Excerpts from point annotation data

━━━━━━

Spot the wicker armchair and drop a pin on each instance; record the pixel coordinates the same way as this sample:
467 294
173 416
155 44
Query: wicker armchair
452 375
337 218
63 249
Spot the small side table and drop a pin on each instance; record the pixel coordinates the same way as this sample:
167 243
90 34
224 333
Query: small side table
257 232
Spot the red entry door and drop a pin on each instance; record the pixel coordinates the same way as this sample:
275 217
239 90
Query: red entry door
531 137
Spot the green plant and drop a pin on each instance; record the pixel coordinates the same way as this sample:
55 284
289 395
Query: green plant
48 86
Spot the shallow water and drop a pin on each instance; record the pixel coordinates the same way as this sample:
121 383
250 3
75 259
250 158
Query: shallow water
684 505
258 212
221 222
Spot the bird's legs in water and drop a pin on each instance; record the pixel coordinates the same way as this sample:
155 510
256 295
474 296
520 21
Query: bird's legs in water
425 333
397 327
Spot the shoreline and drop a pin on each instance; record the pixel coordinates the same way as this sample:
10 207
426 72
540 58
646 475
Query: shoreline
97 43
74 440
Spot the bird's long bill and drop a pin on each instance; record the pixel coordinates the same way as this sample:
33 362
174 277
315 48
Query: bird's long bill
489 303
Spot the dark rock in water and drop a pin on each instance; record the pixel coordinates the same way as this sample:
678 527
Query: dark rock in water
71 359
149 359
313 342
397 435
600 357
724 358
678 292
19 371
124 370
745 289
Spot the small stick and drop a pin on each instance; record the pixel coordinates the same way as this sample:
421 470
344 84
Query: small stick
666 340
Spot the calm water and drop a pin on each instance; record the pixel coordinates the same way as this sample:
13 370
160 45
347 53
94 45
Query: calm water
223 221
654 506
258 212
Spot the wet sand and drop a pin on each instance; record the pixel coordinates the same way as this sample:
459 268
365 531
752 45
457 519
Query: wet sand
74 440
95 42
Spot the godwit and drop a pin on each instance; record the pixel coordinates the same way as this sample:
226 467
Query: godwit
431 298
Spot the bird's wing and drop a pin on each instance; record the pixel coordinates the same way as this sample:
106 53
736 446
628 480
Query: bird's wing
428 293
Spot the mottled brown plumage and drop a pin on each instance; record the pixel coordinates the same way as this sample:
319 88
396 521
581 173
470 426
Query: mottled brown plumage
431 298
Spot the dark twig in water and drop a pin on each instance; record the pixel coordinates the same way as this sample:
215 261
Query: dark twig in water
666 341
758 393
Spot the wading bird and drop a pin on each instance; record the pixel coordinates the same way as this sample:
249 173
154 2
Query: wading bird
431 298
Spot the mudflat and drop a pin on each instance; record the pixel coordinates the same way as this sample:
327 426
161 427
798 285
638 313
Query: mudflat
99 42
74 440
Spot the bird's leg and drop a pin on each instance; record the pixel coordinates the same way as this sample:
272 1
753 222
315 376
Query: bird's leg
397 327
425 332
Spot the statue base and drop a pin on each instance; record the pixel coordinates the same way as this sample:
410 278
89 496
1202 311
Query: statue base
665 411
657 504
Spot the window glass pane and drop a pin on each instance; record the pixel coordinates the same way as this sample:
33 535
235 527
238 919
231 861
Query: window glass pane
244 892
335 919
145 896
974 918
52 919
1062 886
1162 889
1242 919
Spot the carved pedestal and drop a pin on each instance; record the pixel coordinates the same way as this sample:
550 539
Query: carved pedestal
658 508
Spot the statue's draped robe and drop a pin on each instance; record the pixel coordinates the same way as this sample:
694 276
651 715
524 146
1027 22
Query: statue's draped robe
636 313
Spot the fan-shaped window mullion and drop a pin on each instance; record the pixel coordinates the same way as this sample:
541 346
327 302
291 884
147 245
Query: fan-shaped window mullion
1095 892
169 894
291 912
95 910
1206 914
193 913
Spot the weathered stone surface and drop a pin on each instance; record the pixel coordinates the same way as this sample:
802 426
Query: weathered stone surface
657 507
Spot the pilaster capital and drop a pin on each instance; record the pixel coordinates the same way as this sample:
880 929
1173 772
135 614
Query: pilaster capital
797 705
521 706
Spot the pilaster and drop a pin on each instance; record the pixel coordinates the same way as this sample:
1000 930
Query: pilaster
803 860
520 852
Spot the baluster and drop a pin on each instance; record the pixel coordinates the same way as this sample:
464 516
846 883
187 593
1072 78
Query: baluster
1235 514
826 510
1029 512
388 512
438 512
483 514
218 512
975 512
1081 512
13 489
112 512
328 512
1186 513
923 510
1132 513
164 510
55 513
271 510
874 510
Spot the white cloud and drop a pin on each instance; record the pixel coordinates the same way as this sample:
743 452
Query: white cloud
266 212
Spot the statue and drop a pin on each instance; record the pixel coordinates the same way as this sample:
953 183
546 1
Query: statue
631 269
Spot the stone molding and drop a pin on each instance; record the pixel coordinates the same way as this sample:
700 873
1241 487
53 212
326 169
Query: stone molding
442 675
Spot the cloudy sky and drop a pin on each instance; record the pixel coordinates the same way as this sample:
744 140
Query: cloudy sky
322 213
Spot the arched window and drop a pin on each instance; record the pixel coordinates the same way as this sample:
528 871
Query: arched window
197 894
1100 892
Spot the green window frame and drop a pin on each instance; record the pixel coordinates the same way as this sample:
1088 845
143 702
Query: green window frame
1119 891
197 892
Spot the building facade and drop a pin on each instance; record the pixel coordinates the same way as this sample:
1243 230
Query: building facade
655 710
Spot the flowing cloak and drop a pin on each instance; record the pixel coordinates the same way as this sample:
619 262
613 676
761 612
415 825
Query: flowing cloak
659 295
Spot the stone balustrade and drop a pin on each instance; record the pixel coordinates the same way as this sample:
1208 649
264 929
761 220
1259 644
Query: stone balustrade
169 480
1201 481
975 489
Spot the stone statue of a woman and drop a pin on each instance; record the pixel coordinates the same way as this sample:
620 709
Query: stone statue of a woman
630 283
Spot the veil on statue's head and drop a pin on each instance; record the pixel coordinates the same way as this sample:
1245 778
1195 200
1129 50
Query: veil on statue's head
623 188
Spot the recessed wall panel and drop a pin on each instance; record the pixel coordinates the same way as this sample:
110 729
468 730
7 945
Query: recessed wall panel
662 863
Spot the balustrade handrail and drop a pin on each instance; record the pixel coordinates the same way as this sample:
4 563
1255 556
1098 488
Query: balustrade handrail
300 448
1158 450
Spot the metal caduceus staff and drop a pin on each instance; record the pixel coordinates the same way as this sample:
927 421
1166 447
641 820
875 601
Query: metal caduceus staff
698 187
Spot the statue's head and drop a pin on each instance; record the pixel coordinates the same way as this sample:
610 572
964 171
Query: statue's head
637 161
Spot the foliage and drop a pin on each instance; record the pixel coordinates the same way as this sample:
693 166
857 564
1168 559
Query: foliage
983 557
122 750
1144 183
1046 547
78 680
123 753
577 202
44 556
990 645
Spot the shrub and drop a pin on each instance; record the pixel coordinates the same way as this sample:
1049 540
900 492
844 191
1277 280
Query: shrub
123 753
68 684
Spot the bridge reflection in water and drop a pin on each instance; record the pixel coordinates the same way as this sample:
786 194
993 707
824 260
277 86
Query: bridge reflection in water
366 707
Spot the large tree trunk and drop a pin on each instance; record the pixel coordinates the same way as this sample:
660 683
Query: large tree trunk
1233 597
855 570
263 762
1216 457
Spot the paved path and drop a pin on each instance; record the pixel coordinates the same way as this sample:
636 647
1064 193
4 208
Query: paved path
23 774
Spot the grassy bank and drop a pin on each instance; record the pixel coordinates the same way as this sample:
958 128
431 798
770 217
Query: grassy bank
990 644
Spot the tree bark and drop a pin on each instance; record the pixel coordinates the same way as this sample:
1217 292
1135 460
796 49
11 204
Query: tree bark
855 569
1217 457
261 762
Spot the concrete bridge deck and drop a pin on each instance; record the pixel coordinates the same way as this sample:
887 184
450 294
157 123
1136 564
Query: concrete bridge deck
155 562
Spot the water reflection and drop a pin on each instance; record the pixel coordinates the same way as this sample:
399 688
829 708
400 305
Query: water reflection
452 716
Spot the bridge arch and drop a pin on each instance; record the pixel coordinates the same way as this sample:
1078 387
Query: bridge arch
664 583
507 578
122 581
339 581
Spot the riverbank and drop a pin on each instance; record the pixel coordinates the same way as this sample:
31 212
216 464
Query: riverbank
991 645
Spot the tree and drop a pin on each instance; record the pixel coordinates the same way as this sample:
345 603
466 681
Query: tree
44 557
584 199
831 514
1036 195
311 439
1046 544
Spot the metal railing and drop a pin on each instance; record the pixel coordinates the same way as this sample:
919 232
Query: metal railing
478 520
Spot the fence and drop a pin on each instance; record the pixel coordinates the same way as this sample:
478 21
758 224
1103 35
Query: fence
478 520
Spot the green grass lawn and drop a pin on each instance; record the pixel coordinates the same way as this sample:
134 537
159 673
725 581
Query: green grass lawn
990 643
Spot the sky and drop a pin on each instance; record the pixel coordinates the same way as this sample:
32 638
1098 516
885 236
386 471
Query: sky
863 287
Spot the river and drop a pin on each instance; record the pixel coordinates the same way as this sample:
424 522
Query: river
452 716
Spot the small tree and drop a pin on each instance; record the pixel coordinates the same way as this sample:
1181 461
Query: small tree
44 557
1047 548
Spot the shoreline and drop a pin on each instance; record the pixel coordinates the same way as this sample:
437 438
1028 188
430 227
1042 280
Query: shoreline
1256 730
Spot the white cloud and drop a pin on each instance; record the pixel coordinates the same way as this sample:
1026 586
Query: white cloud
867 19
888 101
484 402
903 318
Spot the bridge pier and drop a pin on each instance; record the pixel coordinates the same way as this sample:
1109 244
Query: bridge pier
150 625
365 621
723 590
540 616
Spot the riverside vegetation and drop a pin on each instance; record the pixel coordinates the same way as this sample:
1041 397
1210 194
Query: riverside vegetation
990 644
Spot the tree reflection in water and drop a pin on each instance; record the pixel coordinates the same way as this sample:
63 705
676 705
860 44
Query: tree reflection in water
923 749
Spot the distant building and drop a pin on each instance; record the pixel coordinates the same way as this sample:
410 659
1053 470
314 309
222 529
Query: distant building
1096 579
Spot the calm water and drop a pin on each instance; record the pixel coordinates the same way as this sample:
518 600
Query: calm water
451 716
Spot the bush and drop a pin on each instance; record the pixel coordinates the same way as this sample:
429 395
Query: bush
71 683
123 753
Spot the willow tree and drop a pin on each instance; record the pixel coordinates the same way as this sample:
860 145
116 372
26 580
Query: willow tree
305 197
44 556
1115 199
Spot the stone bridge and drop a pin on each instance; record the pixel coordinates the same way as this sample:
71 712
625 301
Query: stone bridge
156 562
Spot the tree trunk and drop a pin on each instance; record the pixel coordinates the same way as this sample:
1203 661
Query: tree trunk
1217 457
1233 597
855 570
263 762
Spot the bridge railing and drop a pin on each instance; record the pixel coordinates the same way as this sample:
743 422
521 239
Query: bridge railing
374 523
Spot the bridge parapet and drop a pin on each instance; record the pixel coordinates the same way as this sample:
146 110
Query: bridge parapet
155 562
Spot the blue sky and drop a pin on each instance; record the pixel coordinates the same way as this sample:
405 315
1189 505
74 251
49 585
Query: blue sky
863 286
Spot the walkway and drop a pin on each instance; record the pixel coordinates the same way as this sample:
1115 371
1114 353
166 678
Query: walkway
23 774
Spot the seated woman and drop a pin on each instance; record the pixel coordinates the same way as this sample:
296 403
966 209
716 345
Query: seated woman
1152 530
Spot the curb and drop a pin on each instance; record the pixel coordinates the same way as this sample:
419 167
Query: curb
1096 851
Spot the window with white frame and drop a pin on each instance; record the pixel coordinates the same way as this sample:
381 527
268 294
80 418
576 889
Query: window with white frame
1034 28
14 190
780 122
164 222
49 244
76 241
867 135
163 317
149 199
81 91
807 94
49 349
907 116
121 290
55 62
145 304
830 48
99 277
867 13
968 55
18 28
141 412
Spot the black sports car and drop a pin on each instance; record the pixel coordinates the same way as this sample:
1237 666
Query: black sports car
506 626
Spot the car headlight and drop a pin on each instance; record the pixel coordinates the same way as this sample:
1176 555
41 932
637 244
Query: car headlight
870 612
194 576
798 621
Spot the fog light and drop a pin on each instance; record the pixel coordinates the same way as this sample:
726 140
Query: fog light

━━━━━━

**EXERCISE INSTRUCTIONS**
Using the records above, please retype only the run of lines from the line holding "Spot the blue" through the last line, both ends included.

**RESPONSE BELOW**
Spot the blue sky and drop a pin on each instance; record the pixel coordinates the same way as this sample:
405 315
1189 505
74 251
49 585
Query: blue sky
863 286
Spot the walkway and drop a pin on each instance; record the pixel coordinates the same way as this sample:
1115 371
1114 353
166 678
Query: walkway
23 774
Spot the seated woman and drop a pin on each instance; record the pixel coordinates the same way as this sample:
296 403
966 209
716 345
Query: seated woman
1152 530
Spot the curb and drop a pin on each instance; record the pixel coordinates the same way as this sample:
419 167
Query: curb
1096 851
Spot the window with white frame and drop a pin on each instance; record the pixel coordinates the same way as this sample:
381 527
268 294
80 418
576 889
Query: window with white frame
1034 28
14 190
780 122
164 222
49 244
76 241
867 135
163 317
149 199
81 91
807 94
49 349
907 116
121 290
55 62
145 304
830 48
99 277
867 13
968 55
18 28
141 412
Spot the black sports car and drop a pin on each instance; record the pixel coordinates the same way as this sample:
1237 666
Query: black sports car
506 626
Spot the car headlight and drop a pin on each instance; record the pixel coordinates the same way as this sample:
1176 555
41 932
637 244
Query: car headlight
870 612
194 576
798 621
Spot the fog light and drop a pin on each instance; record the pixel coordinates the same way as this sample:
726 140
Query: fog light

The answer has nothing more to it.